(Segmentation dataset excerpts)
· · · · · · ·

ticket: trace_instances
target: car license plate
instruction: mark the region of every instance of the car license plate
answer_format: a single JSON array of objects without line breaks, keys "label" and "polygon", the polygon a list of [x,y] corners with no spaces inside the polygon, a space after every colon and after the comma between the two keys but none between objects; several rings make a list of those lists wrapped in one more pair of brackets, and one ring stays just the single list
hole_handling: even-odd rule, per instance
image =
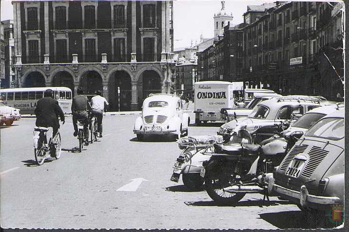
[{"label": "car license plate", "polygon": [[183,163],[179,163],[178,161],[176,161],[175,163],[174,164],[174,167],[175,168],[178,168],[178,169],[182,168],[182,165],[183,164]]},{"label": "car license plate", "polygon": [[304,160],[294,159],[291,165],[287,168],[285,174],[292,177],[298,178],[305,165],[305,162]]},{"label": "car license plate", "polygon": [[161,127],[159,126],[148,126],[144,127],[146,130],[160,130]]},{"label": "car license plate", "polygon": [[205,172],[206,170],[205,170],[205,168],[202,168],[201,169],[201,171],[200,172],[200,176],[201,176],[202,178],[205,177]]}]

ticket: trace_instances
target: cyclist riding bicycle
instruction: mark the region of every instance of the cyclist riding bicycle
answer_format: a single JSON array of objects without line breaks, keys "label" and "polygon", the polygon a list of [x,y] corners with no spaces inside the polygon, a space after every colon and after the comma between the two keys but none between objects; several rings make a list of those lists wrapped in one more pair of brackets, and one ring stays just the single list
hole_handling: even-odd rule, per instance
[{"label": "cyclist riding bicycle", "polygon": [[72,103],[72,114],[73,114],[73,125],[74,127],[75,137],[78,136],[78,120],[82,121],[85,132],[85,146],[88,146],[88,114],[87,111],[91,111],[91,107],[87,97],[82,96],[83,90],[78,89],[78,95],[73,98]]},{"label": "cyclist riding bicycle", "polygon": [[[52,127],[52,141],[56,141],[56,138],[59,128],[59,116],[63,124],[64,124],[64,114],[58,105],[57,100],[53,99],[54,91],[47,89],[44,93],[44,98],[39,100],[37,107],[34,110],[37,116],[35,125],[37,127]],[[53,143],[54,143],[53,142]],[[54,157],[55,154],[51,154]]]},{"label": "cyclist riding bicycle", "polygon": [[101,138],[103,128],[102,127],[102,120],[103,120],[103,111],[106,111],[104,109],[104,103],[107,105],[109,104],[106,99],[102,97],[102,93],[100,91],[96,92],[97,95],[93,97],[91,100],[91,107],[92,108],[92,114],[91,118],[96,115],[97,118],[97,131],[98,132],[99,138]]}]

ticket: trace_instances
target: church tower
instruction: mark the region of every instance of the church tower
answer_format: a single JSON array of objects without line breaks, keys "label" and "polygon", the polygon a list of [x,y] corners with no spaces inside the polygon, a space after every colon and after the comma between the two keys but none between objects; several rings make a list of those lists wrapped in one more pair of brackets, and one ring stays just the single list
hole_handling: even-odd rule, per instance
[{"label": "church tower", "polygon": [[214,14],[213,16],[213,23],[214,25],[214,37],[218,36],[220,34],[222,34],[223,27],[228,25],[228,22],[230,21],[231,25],[233,23],[233,13],[231,13],[230,15],[227,14],[225,12],[224,4],[225,1],[221,1],[222,8],[219,12]]}]

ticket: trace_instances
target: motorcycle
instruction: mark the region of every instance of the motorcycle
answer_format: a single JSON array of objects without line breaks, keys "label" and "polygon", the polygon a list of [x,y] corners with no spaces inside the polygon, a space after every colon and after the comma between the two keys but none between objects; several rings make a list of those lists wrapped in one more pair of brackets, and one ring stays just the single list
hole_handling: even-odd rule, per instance
[{"label": "motorcycle", "polygon": [[[236,203],[246,193],[261,193],[264,195],[263,200],[266,197],[269,200],[271,194],[268,191],[269,179],[272,176],[274,168],[303,135],[300,131],[283,134],[281,131],[288,126],[283,122],[263,127],[251,135],[253,141],[258,132],[273,129],[275,134],[285,139],[286,144],[285,141],[275,143],[277,139],[271,138],[260,144],[216,143],[213,149],[203,151],[203,154],[210,156],[203,162],[200,172],[210,197],[223,205]],[[240,130],[238,134],[246,136],[247,130]]]}]

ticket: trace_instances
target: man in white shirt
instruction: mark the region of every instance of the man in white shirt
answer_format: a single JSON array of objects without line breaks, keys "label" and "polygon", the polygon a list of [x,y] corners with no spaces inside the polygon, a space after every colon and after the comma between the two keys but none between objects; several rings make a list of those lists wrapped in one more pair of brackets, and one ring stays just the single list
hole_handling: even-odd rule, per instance
[{"label": "man in white shirt", "polygon": [[99,135],[98,137],[102,137],[102,120],[103,120],[103,111],[104,110],[104,103],[107,105],[109,105],[109,104],[106,99],[102,97],[102,93],[100,91],[97,91],[97,95],[93,97],[91,100],[91,106],[92,108],[92,112],[93,116],[96,115],[97,118],[97,131]]}]

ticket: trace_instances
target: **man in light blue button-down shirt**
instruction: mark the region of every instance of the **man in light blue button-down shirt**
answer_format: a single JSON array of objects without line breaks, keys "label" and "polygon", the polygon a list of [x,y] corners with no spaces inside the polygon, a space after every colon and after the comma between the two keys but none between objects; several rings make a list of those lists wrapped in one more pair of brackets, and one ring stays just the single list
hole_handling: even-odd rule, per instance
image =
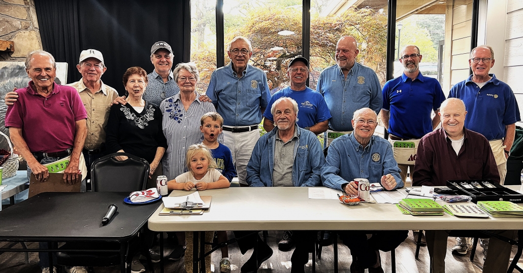
[{"label": "man in light blue button-down shirt", "polygon": [[[329,121],[327,145],[353,131],[354,111],[363,107],[377,114],[383,104],[381,85],[372,69],[356,62],[359,51],[356,40],[342,37],[336,46],[336,64],[322,72],[316,90],[325,99],[332,118]],[[342,133],[336,133],[337,132]]]},{"label": "man in light blue button-down shirt", "polygon": [[265,73],[248,64],[253,54],[248,40],[235,38],[227,53],[231,63],[212,73],[207,95],[223,117],[223,144],[232,154],[240,183],[246,186],[247,164],[260,138],[258,124],[270,93]]},{"label": "man in light blue button-down shirt", "polygon": [[[403,186],[392,145],[381,137],[372,135],[377,125],[377,118],[374,110],[368,108],[354,112],[351,121],[354,131],[335,139],[328,147],[322,168],[324,186],[350,195],[358,194],[355,178],[379,182],[386,190]],[[369,268],[370,272],[383,271],[379,251],[394,249],[405,241],[408,233],[406,230],[338,232],[353,255],[350,272],[363,272],[365,268]],[[367,234],[372,236],[367,239]]]}]

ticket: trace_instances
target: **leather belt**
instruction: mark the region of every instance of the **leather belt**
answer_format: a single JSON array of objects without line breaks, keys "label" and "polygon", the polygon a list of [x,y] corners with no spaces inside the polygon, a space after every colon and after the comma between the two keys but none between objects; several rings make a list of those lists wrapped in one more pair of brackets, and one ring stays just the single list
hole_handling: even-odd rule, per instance
[{"label": "leather belt", "polygon": [[401,141],[404,141],[404,140],[412,140],[413,139],[402,139],[401,138],[399,138],[398,136],[396,136],[395,135],[393,135],[392,134],[389,134],[389,137],[391,140],[401,140]]},{"label": "leather belt", "polygon": [[248,127],[223,127],[224,131],[228,131],[229,132],[232,132],[233,133],[243,133],[244,132],[249,132],[251,131],[254,131],[258,129],[257,125],[253,125],[252,126],[249,126]]}]

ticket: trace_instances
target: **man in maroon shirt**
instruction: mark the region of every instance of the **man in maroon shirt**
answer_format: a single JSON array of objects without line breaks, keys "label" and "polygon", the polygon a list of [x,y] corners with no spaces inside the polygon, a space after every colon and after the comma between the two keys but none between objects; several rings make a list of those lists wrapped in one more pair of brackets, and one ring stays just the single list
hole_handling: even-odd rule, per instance
[{"label": "man in maroon shirt", "polygon": [[[413,186],[445,186],[447,180],[489,179],[499,183],[492,150],[482,135],[464,128],[465,104],[450,98],[441,104],[441,129],[426,134],[418,145]],[[445,273],[447,239],[451,231],[426,231],[431,271]],[[515,231],[492,231],[514,238]],[[463,232],[462,232],[462,233]],[[465,231],[474,236],[474,231]],[[454,235],[456,236],[456,235]],[[511,246],[497,238],[490,239],[483,272],[504,272],[508,268]]]}]

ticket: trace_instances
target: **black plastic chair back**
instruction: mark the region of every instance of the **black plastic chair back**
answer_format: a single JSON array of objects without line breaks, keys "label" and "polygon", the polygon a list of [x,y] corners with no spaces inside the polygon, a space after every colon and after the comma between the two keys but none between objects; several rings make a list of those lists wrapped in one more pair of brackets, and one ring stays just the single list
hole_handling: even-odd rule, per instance
[{"label": "black plastic chair back", "polygon": [[[115,156],[124,155],[127,160],[119,161]],[[91,166],[93,191],[143,190],[149,176],[147,161],[127,153],[115,153],[95,160]]]}]

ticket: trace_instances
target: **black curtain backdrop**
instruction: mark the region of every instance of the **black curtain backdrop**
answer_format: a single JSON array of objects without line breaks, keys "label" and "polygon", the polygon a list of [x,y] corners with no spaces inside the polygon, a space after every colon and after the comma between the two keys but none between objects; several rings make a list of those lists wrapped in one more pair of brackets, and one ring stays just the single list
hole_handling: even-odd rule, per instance
[{"label": "black curtain backdrop", "polygon": [[78,81],[80,52],[94,49],[104,54],[107,70],[101,79],[125,92],[122,76],[131,66],[147,72],[151,47],[157,41],[170,44],[173,66],[188,62],[190,54],[190,0],[36,0],[44,50],[57,62],[69,64],[67,83]]}]

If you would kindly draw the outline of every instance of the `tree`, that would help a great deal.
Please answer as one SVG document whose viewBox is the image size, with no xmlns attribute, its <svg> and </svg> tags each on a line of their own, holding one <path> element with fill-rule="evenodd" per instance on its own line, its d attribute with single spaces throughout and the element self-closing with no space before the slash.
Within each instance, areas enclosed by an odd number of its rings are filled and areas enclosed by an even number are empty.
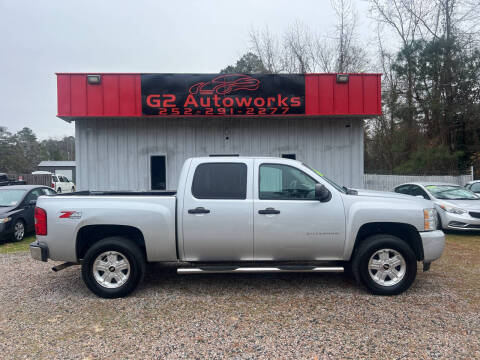
<svg viewBox="0 0 480 360">
<path fill-rule="evenodd" d="M 268 28 L 250 32 L 251 51 L 269 73 L 363 72 L 369 67 L 365 47 L 356 36 L 357 15 L 351 0 L 332 0 L 337 25 L 333 35 L 319 36 L 296 21 L 281 36 Z"/>
<path fill-rule="evenodd" d="M 30 173 L 42 160 L 75 160 L 75 138 L 39 142 L 29 128 L 15 134 L 0 128 L 0 172 Z"/>
<path fill-rule="evenodd" d="M 263 66 L 262 60 L 252 52 L 243 55 L 237 63 L 232 66 L 229 65 L 225 69 L 220 70 L 220 73 L 240 73 L 240 74 L 265 74 L 267 69 Z"/>
</svg>

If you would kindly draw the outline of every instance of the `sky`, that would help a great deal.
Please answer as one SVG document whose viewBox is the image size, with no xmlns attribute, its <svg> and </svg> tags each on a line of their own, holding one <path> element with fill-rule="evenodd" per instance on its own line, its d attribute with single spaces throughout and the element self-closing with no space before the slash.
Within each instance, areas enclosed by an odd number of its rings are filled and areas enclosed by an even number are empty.
<svg viewBox="0 0 480 360">
<path fill-rule="evenodd" d="M 367 42 L 368 4 L 354 6 Z M 330 0 L 0 0 L 0 126 L 74 135 L 56 117 L 56 72 L 215 73 L 249 50 L 251 29 L 296 21 L 331 34 Z"/>
</svg>

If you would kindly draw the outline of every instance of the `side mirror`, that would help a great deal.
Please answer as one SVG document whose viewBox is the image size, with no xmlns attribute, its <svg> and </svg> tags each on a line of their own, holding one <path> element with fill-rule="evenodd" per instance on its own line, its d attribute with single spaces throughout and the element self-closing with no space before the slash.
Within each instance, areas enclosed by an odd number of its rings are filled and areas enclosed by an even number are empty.
<svg viewBox="0 0 480 360">
<path fill-rule="evenodd" d="M 315 199 L 320 202 L 327 202 L 332 198 L 330 191 L 322 184 L 315 184 Z"/>
</svg>

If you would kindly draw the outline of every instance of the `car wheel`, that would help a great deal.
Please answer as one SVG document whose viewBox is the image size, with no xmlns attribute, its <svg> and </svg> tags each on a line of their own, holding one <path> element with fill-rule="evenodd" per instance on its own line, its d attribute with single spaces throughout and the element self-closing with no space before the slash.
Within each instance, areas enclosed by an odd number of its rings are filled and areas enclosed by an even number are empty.
<svg viewBox="0 0 480 360">
<path fill-rule="evenodd" d="M 23 220 L 15 221 L 13 225 L 13 241 L 22 241 L 25 237 L 25 223 Z"/>
<path fill-rule="evenodd" d="M 376 295 L 397 295 L 417 276 L 417 259 L 410 246 L 392 235 L 375 235 L 357 248 L 352 262 L 357 281 Z"/>
<path fill-rule="evenodd" d="M 85 254 L 82 278 L 87 287 L 103 298 L 132 293 L 143 279 L 145 257 L 129 239 L 109 237 L 95 243 Z"/>
</svg>

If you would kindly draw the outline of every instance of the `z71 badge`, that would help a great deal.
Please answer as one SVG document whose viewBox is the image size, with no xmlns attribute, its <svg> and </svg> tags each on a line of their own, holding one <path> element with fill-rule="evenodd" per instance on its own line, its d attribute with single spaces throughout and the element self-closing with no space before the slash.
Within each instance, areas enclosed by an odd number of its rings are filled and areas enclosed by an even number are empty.
<svg viewBox="0 0 480 360">
<path fill-rule="evenodd" d="M 62 210 L 60 211 L 60 215 L 58 217 L 60 219 L 80 219 L 82 217 L 82 213 L 79 211 Z"/>
</svg>

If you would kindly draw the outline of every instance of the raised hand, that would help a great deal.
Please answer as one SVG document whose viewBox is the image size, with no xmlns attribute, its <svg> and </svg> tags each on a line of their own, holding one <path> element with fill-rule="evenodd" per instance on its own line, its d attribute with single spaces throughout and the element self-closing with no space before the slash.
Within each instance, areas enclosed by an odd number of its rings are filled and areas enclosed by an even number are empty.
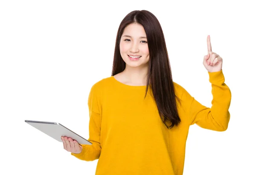
<svg viewBox="0 0 256 175">
<path fill-rule="evenodd" d="M 67 137 L 61 137 L 61 140 L 64 149 L 69 152 L 79 154 L 82 152 L 83 147 L 76 141 Z"/>
<path fill-rule="evenodd" d="M 203 64 L 209 72 L 218 72 L 222 69 L 222 58 L 212 51 L 210 35 L 207 37 L 208 54 L 204 58 Z"/>
</svg>

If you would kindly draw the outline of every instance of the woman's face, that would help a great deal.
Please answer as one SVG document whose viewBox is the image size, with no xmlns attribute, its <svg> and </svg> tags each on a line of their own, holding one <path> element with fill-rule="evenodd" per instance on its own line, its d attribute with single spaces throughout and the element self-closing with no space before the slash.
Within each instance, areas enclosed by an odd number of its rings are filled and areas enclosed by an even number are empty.
<svg viewBox="0 0 256 175">
<path fill-rule="evenodd" d="M 146 33 L 141 25 L 132 23 L 125 27 L 121 38 L 120 52 L 126 66 L 147 66 L 148 48 Z M 129 56 L 141 57 L 131 58 Z"/>
</svg>

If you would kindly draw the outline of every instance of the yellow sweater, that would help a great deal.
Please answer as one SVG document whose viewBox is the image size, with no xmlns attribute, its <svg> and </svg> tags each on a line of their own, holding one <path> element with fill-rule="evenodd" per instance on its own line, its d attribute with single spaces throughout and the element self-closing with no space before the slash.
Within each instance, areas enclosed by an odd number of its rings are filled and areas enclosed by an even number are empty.
<svg viewBox="0 0 256 175">
<path fill-rule="evenodd" d="M 181 122 L 168 130 L 162 121 L 146 86 L 126 85 L 111 76 L 92 87 L 88 101 L 89 138 L 81 145 L 79 159 L 99 159 L 96 175 L 180 175 L 189 126 L 196 124 L 224 131 L 230 120 L 231 94 L 222 71 L 210 73 L 211 108 L 201 104 L 174 82 L 182 100 L 178 111 Z"/>
</svg>

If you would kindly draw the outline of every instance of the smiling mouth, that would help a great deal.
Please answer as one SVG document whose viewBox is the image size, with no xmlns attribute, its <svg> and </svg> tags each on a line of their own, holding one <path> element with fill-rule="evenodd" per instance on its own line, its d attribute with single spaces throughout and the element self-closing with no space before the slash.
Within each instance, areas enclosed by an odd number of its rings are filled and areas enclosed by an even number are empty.
<svg viewBox="0 0 256 175">
<path fill-rule="evenodd" d="M 131 57 L 131 56 L 130 56 L 130 55 L 128 55 L 128 56 L 129 56 L 131 58 L 134 58 L 134 59 L 135 59 L 135 58 L 140 58 L 142 56 L 133 56 L 133 57 Z"/>
</svg>

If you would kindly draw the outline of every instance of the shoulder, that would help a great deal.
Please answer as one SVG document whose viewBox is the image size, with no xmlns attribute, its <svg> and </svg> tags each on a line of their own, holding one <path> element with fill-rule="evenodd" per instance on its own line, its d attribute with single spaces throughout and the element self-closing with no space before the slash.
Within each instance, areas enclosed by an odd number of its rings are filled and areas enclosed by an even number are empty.
<svg viewBox="0 0 256 175">
<path fill-rule="evenodd" d="M 91 87 L 91 90 L 100 90 L 104 88 L 108 87 L 110 84 L 111 83 L 113 77 L 112 76 L 102 78 L 100 80 L 95 82 L 93 85 Z"/>
</svg>

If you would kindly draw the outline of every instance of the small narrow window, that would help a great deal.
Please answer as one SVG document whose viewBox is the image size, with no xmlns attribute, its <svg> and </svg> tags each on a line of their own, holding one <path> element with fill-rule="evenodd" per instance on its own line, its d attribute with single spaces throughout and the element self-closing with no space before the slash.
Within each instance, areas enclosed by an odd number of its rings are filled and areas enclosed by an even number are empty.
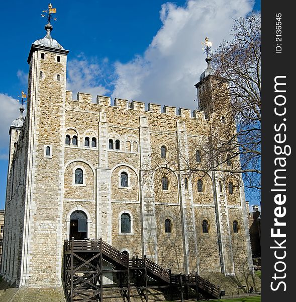
<svg viewBox="0 0 296 302">
<path fill-rule="evenodd" d="M 231 182 L 228 184 L 228 192 L 229 194 L 233 194 L 233 184 Z"/>
<path fill-rule="evenodd" d="M 94 148 L 96 147 L 96 138 L 95 137 L 91 138 L 91 146 Z"/>
<path fill-rule="evenodd" d="M 72 138 L 72 143 L 74 146 L 77 146 L 77 136 L 76 135 L 74 135 Z"/>
<path fill-rule="evenodd" d="M 203 233 L 209 233 L 209 222 L 206 219 L 203 220 Z"/>
<path fill-rule="evenodd" d="M 184 180 L 184 184 L 185 185 L 185 189 L 188 190 L 188 179 L 187 177 L 185 177 Z"/>
<path fill-rule="evenodd" d="M 75 183 L 78 184 L 83 183 L 83 172 L 80 168 L 75 170 Z"/>
<path fill-rule="evenodd" d="M 160 153 L 162 159 L 166 158 L 166 147 L 165 146 L 161 146 Z"/>
<path fill-rule="evenodd" d="M 233 233 L 238 233 L 238 222 L 236 220 L 233 221 Z"/>
<path fill-rule="evenodd" d="M 115 141 L 115 149 L 120 150 L 120 141 L 119 139 L 117 139 Z"/>
<path fill-rule="evenodd" d="M 198 192 L 203 192 L 203 181 L 201 179 L 198 180 Z"/>
<path fill-rule="evenodd" d="M 202 154 L 199 150 L 196 150 L 196 163 L 200 163 L 202 161 Z"/>
<path fill-rule="evenodd" d="M 121 216 L 121 233 L 131 233 L 131 216 L 127 213 Z"/>
<path fill-rule="evenodd" d="M 66 135 L 66 139 L 65 140 L 65 143 L 67 145 L 70 144 L 70 135 Z"/>
<path fill-rule="evenodd" d="M 169 219 L 166 219 L 164 221 L 165 233 L 172 233 L 172 223 Z"/>
<path fill-rule="evenodd" d="M 109 139 L 109 149 L 113 149 L 113 140 Z"/>
<path fill-rule="evenodd" d="M 161 180 L 161 183 L 162 184 L 162 190 L 168 190 L 168 179 L 166 176 L 162 178 Z"/>
<path fill-rule="evenodd" d="M 50 155 L 50 147 L 47 146 L 46 147 L 46 156 L 49 156 Z"/>
<path fill-rule="evenodd" d="M 231 156 L 230 154 L 228 154 L 227 155 L 227 157 L 226 158 L 226 163 L 227 164 L 227 166 L 231 166 Z"/>
<path fill-rule="evenodd" d="M 120 186 L 129 186 L 129 177 L 126 172 L 122 172 L 120 174 Z"/>
</svg>

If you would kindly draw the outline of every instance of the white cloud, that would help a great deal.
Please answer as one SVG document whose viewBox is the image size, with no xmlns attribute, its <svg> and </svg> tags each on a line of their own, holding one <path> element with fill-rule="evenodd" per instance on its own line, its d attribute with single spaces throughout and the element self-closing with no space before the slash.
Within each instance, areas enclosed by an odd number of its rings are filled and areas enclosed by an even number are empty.
<svg viewBox="0 0 296 302">
<path fill-rule="evenodd" d="M 82 54 L 77 58 L 68 61 L 67 89 L 73 91 L 73 98 L 77 92 L 85 92 L 92 95 L 94 100 L 97 95 L 106 95 L 110 91 L 102 85 L 105 66 L 108 60 L 105 58 L 99 64 L 94 59 L 87 59 Z"/>
<path fill-rule="evenodd" d="M 20 104 L 17 100 L 6 94 L 0 93 L 0 104 L 3 112 L 0 127 L 0 160 L 7 160 L 9 146 L 9 129 L 12 122 L 20 116 Z"/>
<path fill-rule="evenodd" d="M 253 4 L 249 0 L 189 0 L 185 7 L 163 4 L 162 26 L 144 55 L 115 64 L 112 97 L 194 109 L 194 85 L 206 67 L 201 42 L 208 36 L 215 48 L 229 39 L 233 19 L 245 15 Z"/>
</svg>

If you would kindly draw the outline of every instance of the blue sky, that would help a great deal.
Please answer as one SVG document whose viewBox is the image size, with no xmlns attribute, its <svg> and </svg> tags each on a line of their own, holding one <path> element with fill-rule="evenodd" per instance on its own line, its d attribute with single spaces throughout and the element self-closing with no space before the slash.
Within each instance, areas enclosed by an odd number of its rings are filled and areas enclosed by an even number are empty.
<svg viewBox="0 0 296 302">
<path fill-rule="evenodd" d="M 11 122 L 28 88 L 31 45 L 45 35 L 49 2 L 3 2 L 0 81 L 0 209 L 4 208 Z M 193 85 L 206 68 L 201 42 L 230 38 L 233 19 L 260 8 L 258 0 L 58 0 L 52 36 L 68 55 L 67 87 L 193 110 Z M 250 203 L 257 197 L 247 196 Z"/>
</svg>

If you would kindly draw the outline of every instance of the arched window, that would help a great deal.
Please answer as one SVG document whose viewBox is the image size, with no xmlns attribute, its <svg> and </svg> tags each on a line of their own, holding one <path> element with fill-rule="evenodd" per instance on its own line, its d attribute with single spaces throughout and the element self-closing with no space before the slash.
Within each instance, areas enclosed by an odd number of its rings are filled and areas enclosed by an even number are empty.
<svg viewBox="0 0 296 302">
<path fill-rule="evenodd" d="M 72 143 L 74 146 L 77 146 L 77 136 L 74 135 L 72 138 Z"/>
<path fill-rule="evenodd" d="M 198 192 L 204 192 L 204 184 L 201 179 L 198 180 Z"/>
<path fill-rule="evenodd" d="M 128 151 L 128 152 L 131 152 L 131 142 L 129 140 L 128 140 L 127 141 L 126 148 L 127 151 Z"/>
<path fill-rule="evenodd" d="M 83 171 L 79 168 L 75 170 L 75 183 L 78 184 L 83 183 Z"/>
<path fill-rule="evenodd" d="M 227 164 L 227 166 L 231 166 L 231 159 L 230 154 L 227 155 L 227 157 L 226 158 L 226 163 Z"/>
<path fill-rule="evenodd" d="M 233 233 L 238 233 L 238 222 L 236 220 L 233 221 Z"/>
<path fill-rule="evenodd" d="M 164 221 L 164 232 L 165 233 L 172 233 L 172 223 L 168 218 Z"/>
<path fill-rule="evenodd" d="M 209 233 L 209 222 L 206 219 L 203 220 L 203 233 Z"/>
<path fill-rule="evenodd" d="M 185 177 L 184 180 L 184 184 L 185 185 L 185 189 L 188 190 L 188 179 L 187 177 Z"/>
<path fill-rule="evenodd" d="M 109 139 L 109 149 L 113 148 L 113 139 Z"/>
<path fill-rule="evenodd" d="M 94 148 L 96 147 L 96 138 L 95 137 L 91 138 L 91 146 Z"/>
<path fill-rule="evenodd" d="M 126 172 L 121 172 L 120 174 L 120 186 L 129 186 L 129 177 Z"/>
<path fill-rule="evenodd" d="M 222 183 L 221 181 L 219 181 L 219 190 L 220 191 L 220 193 L 222 193 Z"/>
<path fill-rule="evenodd" d="M 162 190 L 168 190 L 168 179 L 166 176 L 162 178 L 161 180 L 161 183 L 162 184 Z"/>
<path fill-rule="evenodd" d="M 121 233 L 131 233 L 131 216 L 127 213 L 123 213 L 121 216 Z"/>
<path fill-rule="evenodd" d="M 166 147 L 165 146 L 161 146 L 160 154 L 162 159 L 166 158 Z"/>
<path fill-rule="evenodd" d="M 70 135 L 66 135 L 66 139 L 65 141 L 66 144 L 70 144 Z"/>
<path fill-rule="evenodd" d="M 120 141 L 119 139 L 117 139 L 115 141 L 115 149 L 120 150 Z"/>
<path fill-rule="evenodd" d="M 233 194 L 233 184 L 231 182 L 228 183 L 228 192 L 229 194 Z"/>
<path fill-rule="evenodd" d="M 202 154 L 199 150 L 196 150 L 196 163 L 200 163 L 202 161 Z"/>
<path fill-rule="evenodd" d="M 50 155 L 50 147 L 47 146 L 46 147 L 46 156 L 49 156 Z"/>
</svg>

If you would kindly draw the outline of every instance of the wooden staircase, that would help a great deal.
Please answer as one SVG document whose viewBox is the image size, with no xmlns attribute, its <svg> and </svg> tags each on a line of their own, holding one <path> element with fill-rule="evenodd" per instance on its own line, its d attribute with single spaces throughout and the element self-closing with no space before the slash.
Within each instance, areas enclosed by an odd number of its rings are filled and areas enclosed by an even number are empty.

· · · · · · ·

● TASK DIRECTIONS
Rewrite the items from their first line through the line holding "instruction: mark the region of every instance of the car", inclusive, swapping "license plate" for "number plate" and leaving everything else unchanged.

● FULL RESPONSE
ticket: trace_instances
target: car number plate
instruction: mark the region of every instance of the car number plate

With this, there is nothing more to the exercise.